··· DATA EXTRACTS ···

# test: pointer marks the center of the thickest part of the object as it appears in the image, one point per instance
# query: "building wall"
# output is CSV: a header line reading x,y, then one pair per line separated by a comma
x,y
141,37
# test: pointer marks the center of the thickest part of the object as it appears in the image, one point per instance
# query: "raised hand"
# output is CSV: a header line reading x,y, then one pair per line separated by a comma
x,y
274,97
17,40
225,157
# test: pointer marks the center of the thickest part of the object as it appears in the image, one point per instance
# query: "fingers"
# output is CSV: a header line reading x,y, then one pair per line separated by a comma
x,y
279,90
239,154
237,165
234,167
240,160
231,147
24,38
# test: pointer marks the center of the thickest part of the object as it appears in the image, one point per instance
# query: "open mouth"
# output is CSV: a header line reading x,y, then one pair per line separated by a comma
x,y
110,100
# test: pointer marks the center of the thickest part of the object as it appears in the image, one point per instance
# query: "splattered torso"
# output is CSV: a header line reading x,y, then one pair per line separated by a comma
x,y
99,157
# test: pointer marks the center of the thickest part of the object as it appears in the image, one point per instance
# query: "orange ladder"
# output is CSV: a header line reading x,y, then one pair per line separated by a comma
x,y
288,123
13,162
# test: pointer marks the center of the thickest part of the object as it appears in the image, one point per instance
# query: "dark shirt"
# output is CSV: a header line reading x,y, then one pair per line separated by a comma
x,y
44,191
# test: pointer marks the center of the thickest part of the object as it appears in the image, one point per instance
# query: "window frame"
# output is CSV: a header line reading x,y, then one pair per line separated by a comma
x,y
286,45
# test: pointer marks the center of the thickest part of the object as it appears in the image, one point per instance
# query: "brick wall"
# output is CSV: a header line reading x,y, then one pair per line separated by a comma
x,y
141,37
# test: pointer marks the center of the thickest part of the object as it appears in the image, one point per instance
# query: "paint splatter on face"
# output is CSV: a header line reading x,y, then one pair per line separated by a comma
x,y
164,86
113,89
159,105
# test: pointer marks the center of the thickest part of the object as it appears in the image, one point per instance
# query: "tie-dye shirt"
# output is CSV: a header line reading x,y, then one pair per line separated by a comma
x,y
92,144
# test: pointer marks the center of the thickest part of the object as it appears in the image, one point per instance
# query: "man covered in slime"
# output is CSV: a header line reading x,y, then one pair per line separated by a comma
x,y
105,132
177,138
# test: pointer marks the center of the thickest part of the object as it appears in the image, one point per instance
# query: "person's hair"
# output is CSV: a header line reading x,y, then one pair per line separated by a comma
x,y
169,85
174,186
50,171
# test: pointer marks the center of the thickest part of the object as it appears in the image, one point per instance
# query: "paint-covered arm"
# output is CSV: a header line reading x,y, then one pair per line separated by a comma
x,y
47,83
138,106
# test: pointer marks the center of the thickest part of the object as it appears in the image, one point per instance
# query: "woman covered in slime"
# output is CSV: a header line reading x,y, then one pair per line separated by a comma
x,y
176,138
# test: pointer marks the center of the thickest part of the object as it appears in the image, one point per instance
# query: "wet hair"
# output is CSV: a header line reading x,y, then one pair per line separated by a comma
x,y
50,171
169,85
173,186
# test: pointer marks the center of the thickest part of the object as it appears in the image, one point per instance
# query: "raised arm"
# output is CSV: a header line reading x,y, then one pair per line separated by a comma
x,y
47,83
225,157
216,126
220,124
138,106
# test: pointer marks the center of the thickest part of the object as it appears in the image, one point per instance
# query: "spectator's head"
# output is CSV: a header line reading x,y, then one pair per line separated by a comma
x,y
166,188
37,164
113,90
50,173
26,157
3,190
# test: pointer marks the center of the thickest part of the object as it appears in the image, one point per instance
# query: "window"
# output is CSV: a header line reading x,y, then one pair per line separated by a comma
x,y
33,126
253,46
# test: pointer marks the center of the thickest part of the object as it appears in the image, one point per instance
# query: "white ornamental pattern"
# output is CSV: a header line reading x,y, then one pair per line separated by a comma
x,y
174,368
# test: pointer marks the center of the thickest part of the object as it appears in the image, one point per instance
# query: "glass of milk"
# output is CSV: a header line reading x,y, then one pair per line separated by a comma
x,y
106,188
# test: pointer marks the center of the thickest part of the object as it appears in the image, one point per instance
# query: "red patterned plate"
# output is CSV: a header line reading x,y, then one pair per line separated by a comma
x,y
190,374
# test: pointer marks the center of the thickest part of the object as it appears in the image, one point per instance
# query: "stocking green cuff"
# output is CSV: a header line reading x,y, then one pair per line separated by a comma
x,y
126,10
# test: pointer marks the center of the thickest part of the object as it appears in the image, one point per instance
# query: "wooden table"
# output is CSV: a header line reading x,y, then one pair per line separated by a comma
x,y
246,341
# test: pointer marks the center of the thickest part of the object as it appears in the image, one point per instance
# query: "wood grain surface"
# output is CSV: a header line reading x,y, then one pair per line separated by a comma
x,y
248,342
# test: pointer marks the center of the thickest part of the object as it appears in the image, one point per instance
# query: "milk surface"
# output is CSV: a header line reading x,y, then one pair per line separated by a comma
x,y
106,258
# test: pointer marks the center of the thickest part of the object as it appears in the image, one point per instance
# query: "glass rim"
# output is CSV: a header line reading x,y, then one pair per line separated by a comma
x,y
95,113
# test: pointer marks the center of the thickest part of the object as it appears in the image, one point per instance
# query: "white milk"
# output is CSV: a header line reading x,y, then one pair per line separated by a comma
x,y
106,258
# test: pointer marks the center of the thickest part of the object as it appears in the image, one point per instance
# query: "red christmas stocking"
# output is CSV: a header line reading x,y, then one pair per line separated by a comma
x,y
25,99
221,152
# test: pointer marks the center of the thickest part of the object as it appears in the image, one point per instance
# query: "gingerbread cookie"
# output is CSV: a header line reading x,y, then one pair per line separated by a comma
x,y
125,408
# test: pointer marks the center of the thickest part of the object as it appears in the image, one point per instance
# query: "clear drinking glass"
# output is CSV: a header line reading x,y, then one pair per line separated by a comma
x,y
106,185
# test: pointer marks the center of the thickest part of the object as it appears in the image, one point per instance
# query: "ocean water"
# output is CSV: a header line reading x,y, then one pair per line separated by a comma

···

__AIM OF THE EXERCISE__: Please copy each line above exactly as written.

__WRITTEN REPLY__:
# test: pointer marks the center of the thickest part of the object as it appears in the image, one point per instance
# query: "building wall"
# output is CSV: a header line reading x,y, then one pair per line separated by a comma
x,y
141,37
# test: pointer marks the center of the thickest part of the object as it appears in the image, one point per instance
# query: "raised hand"
# output is CSV: a header line reading x,y, then one pair per line separated by a comma
x,y
274,97
17,40
225,157
# test: pointer marks the center of the thickest part of the object as it appears in the image, one point per instance
# query: "fingers"
# output is CSV: a header line reading x,y, then one pair per line separated by a comma
x,y
279,90
239,154
237,165
234,167
240,160
231,147
24,38
# test: pointer marks the center of the thickest part of the object as it appears in the image, one point per instance
# query: "open mouth"
# output is CSV: a header line reading x,y, then one pair per line separated by a comma
x,y
110,100
# test: pointer marks the center of the thickest part of the object as it appears in the image, one point per instance
# query: "splattered torso"
# output is CSV: a header line reading x,y, then one pair per line separated by a comma
x,y
99,157
# test: pointer marks the center of the thickest part of the object as it appears in the image, one point per instance
# query: "orange ladder"
# output is CSV: a header line reading x,y, then one pair per line separated by a comma
x,y
288,123
13,162
# test: pointer marks the center of the thickest part of the object as it appears in the image, one point per instance
# query: "dark shirt"
# output is CSV: a header line reading x,y, then one pair per line separated by a comma
x,y
44,191
# test: pointer marks the center of the thickest part of the object as it appears in the image, one point per instance
# query: "window frame"
# output is CSV: a header line reading x,y, then one pair per line separated by a comma
x,y
286,45
# test: pointer marks the center of the thickest part of the object as it appears in the image, one point per instance
# query: "brick wall"
# output is CSV: a header line reading x,y, then one pair per line separated by a comma
x,y
141,37
# test: pointer marks the center of the thickest part of the object as it appears in the image, one point per instance
# query: "paint splatter on face"
# output is CSV: a header line reading x,y, then one pair per line separated by a comma
x,y
164,86
113,89
159,105
# test: pointer marks the center of the thickest part of the object as it appears in the image, one point per instance
# query: "tie-dye shirt"
# output is CSV: a header line reading x,y, then one pair per line separated by a comma
x,y
92,144
# test: pointer marks the center of the thickest part of the object as it appears in the image, one point per instance
# query: "man covered in slime"
# output is CSV: a header line reading x,y, then one pair per line separated by a comma
x,y
105,132
177,138
# test: pointer marks the center of the thickest part of the object as it appears in the image, one point per instance
# query: "person's hair"
# output is CSV: a header line reading x,y, then one pair per line separated by a comma
x,y
169,85
174,186
50,171
# test: pointer marks the center of the thickest part of the object as it appears in the image, one point per instance
# query: "paint-covered arm"
# output is CSV: a header line reading x,y, then one pair per line separated by a comma
x,y
47,83
138,106
# test: pointer marks the center of the thickest part of the object as it appears in the image, one point per instance
# query: "woman covered in slime"
# output is CSV: a header line reading x,y, then one pair per line separated by a comma
x,y
176,138
# test: pointer marks the center of the thickest part of the object as it appears in the image, one point per instance
# query: "wet hair"
# output is CSV: a header line reading x,y, then one pair per line separated by a comma
x,y
50,171
169,85
173,186
# test: pointer marks the center of the thickest part of the object as it appears in the image, one point per instance
# query: "raised arm"
# output is CSV: a header line reading x,y, then one pair per line separated by a comma
x,y
47,83
225,157
216,126
220,124
138,106
# test: pointer marks the center of the thickest part of the object as it appears in the image, one point per instance
# query: "spectator's head"
# output is CSV: a header line reading x,y, then one pair per line separated by a comma
x,y
166,188
37,164
113,90
50,173
26,157
3,190
# test: pointer marks the center of the thickest part of the object as it appears in the image, one point per instance
# query: "window"
# output is CSV: a header line reading x,y, then one pair per line separated by a comma
x,y
33,126
253,46
# test: pointer marks the center of the thickest part of the object as it appears in the image, one point per instance
# query: "white ornamental pattern"
# output is CSV: a header line reading x,y, then one pair per line separated by a comma
x,y
174,368
# test: pointer marks the center of the thickest part of the object as it appears in the image, one point per instance
# query: "glass of milk"
# output is CSV: a header line reading x,y, then one pair per line separated by a comma
x,y
106,188
# test: pointer marks the center of the thickest part of the object as it appears in the image, one point per instance
# query: "red patterned plate"
# output is CSV: a header line reading x,y, then one pair per line separated by a comma
x,y
190,374
# test: pointer marks the center of the thickest part of the object as it appears in the image, one point per instance
# query: "stocking green cuff"
# output is CSV: a header line reading x,y, then one pair per line separated by a comma
x,y
126,10
# test: pointer marks the center of the thickest part of the object as it appears in the image, one point per instance
# query: "wooden table"
# output is CSV: a header line reading x,y, then one pair per line separated by a comma
x,y
246,341
# test: pointer marks the center of the thickest part of the object as it appears in the image, one point per instance
# query: "wood grain surface"
# output is CSV: a header line reading x,y, then one pair per line separated by a comma
x,y
248,342
# test: pointer marks the center of the thickest part of the object as it appears in the image, one point per instance
# query: "milk surface"
# output is CSV: a header line reading x,y, then one pair per line separated by a comma
x,y
106,258
# test: pointer marks the center of the thickest part of the object as it appears in the image, one point per instance
# query: "glass rim"
# output is CSV: a header line reading x,y, then one pair per line separated by a comma
x,y
95,113
# test: pointer marks the center of the thickest part of the object as it appears in the image, one point per instance
# query: "white milk"
# output is CSV: a header line reading x,y, then one pair per line separated by a comma
x,y
106,258
# test: pointer marks the center of the thickest part of the object as it appears in the image, one point per instance
# query: "red christmas stocking"
# output is CSV: a header line reading x,y, then one pair per line separated by a comma
x,y
25,99
221,152
# test: pointer marks the center of the thickest part of the object as it appears in the image, one point per instance
# query: "gingerbread cookie"
# output is CSV: a header line reading x,y, then one pair per line separated by a comma
x,y
125,408
# test: pointer marks the center of the thickest part of the object as it appears in the image, one point per instance
# query: "clear drinking glass"
# output is CSV: a header line reading x,y, then one pair per line separated by a comma
x,y
106,185
# test: pointer marks the center of the thickest part of the object as it appears in the image, one point per instance
# query: "ocean water"
# output is CSV: a header line reading x,y, then one pair per line separated by a comma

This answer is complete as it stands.